OSDOCS-796: Add description of metrics exported by Machine Config Daemon by rh-max · Pull Request #18787 · openshift/openshift-docs

rh-max · 2019-12-20T04:13:44Z

OSDOCS: https://issues.redhat.com/browse/OSDOCS-796

openshift-docs-preview-bot · 2019-12-20T15:21:50Z

The preview will be available shortly at:

https://enterprise-4.3-mco-daemon-metrics--ocpdocs.netlify.com/

juzhao · 2019-12-23T00:18:18Z

@mnguyen @miabbott
Is machine-config daemon owned by you? If so, please help to review the doc

kikisdeliveryservice · 2019-12-23T17:31:41Z

@juzhao @mike-nguyen @miabbott

I owned this epic for MCO and worked with @rh-max on these docs. If you have any questions, LMK.

juzhao · 2019-12-24T00:24:58Z

@juzhao @mike-nguyen @miabbott

I owned this epic for MCO and worked with @rh-max on these docs. If you have any questions, LMK.

Thanks, please help to review the docs

vikram-redhat · 2020-01-05T23:42:14Z

@juzhao @mike-nguyen @miabbott

I owned this epic for MCO and worked with @rh-max on these docs. If you have any questions, LMK.

Are there any updates on this? Is this doc ok from QE point of view?

INFORMATION PROVIDED:
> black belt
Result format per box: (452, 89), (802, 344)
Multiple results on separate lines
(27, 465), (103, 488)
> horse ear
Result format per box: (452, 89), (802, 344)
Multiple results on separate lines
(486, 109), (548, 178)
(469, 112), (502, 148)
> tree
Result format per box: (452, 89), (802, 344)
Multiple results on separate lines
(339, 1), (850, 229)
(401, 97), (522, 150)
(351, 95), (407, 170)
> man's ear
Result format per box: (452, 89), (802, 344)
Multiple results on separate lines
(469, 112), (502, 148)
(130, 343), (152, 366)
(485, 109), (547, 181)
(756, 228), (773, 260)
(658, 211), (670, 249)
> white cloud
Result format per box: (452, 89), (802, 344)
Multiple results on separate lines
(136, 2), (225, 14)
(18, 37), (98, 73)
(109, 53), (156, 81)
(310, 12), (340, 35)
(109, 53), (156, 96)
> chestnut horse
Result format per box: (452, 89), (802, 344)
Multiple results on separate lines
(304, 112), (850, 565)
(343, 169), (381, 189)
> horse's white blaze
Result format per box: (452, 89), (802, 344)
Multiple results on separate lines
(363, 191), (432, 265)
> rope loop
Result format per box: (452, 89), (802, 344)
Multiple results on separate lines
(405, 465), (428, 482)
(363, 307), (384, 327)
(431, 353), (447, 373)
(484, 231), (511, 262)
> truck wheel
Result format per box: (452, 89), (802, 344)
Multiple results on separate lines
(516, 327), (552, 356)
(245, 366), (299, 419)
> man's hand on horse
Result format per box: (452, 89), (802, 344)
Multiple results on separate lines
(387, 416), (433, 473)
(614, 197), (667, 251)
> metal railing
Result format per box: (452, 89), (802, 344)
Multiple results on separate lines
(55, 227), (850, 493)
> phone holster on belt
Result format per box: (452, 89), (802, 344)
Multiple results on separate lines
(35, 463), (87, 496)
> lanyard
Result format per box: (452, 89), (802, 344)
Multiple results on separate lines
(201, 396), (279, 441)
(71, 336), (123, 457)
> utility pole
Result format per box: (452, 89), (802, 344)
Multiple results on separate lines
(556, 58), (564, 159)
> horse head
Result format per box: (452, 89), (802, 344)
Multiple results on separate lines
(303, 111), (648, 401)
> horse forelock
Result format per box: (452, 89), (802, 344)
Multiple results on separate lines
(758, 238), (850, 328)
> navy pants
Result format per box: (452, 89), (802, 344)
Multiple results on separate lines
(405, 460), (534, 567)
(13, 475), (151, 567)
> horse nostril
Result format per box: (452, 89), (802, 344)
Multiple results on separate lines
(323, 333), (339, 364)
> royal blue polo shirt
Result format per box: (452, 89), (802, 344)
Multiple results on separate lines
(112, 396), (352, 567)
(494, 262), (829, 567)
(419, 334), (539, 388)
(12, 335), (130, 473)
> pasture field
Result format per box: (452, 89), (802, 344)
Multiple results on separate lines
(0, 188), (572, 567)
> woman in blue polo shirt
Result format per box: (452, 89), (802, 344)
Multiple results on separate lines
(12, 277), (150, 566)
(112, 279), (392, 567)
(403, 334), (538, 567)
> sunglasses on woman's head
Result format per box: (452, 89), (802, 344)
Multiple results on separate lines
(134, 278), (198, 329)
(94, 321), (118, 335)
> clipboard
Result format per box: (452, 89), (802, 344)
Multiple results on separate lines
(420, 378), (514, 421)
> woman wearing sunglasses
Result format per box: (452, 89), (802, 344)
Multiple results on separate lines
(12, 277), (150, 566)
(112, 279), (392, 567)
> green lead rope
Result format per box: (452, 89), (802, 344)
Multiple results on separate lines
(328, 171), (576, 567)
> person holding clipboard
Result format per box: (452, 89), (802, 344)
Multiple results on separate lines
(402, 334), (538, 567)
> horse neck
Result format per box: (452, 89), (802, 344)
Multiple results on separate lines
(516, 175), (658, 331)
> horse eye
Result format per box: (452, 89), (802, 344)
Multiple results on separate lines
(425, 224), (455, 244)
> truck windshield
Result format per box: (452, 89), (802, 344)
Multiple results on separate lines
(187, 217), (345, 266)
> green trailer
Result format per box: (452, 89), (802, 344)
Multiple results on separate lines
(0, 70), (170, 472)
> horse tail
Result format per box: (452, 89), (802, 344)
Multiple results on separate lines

PROBLEMS AND TASKS:
a) Reproduce the pull request thread word for word from "vikram-redhat · 2020-01-05T23:42:14Z" to "point of view?".
b) Render this sentence from the pull request thread in Spanish: "Are there any updates on this?"
c) Write the next part of the pull request thread on Machine Config Daemon metrics, picking up after its final comment.

ANSWERS GIVEN:
a)
vikram-redhat · 2020-01-05T23:42:14Z

@juzhao @mike-nguyen @miabbott

I owned this epic for MCO and worked with @rh-max on these docs. If you have any questions, LMK.

Are there any updates on this? Is this doc ok from QE point of view?

b) ¿Hay alguna novedad sobre esto?

c)
juzhao · 2020-01-06T01:27:23Z

@kikisdeliveryservice is the right person to review the doc, please reply to @vikram-redhat

miabbott · 2020-01-06T15:52:50Z

modules/machine-config-daemon-metrics.adoc

+
+`$ oc logs -f -n openshift-machine-config-operator machine-config-daemon-<hash> -c machine-config-daemon`
+
+`$ journalctl -u pivot.service`


It should be noted that this command should be run on the nodes themselves after using something like oc debug node <node>

miabbott · 2020-01-06T15:53:36Z

modules/machine-config-daemon-metrics.adoc

+|Logs kubelet health failures.  *
+|This is expected to be empty, with failure count of 0. If failure count exceeds 2, the error indicating threshold is exceeded. This indicates a possible issue with the health of the kubelet. For further investigation, see the logs by running:
+
+`$ journalctl -u kubelet`


Same comment as above; use oc debug node <node> to access the node first

mike-nguyen · 2020-01-07T16:15:37Z

Agreed with Micah's comments. Otherwise LGTM.

rh-max · 2020-01-09T15:00:34Z

Thanks @miabbott , implemented the feedback.
To clarify, @kikisdeliveryservice has reviewed this document before the PR was even created. Here, I was just asking for a QE review.
Thanks @kikisdeliveryservice , @miabbott , @juzhao , @mike-nguyen for your work on this! On its way to peer review & merging now.

sheriff-rh

Looks great! Just one suggestion.

sheriff-rh · 2020-01-09T15:16:18Z

modules/machine-config-daemon-metrics.adoc

+
+Beginning {product-title} 4.3, the Machine Config Daemon provides a set of metrics. These metrics can be accessed using the Prometheus Cluster Monitoring stack.
+
+The following table describes this set of metrics. Note that:


I recommend a [NOTE] here, instead of a bulleted list.

Thanks @sheriff-rh . I'll rather keep it like this, since those details closely pertain to the table, and are not a sort of side note.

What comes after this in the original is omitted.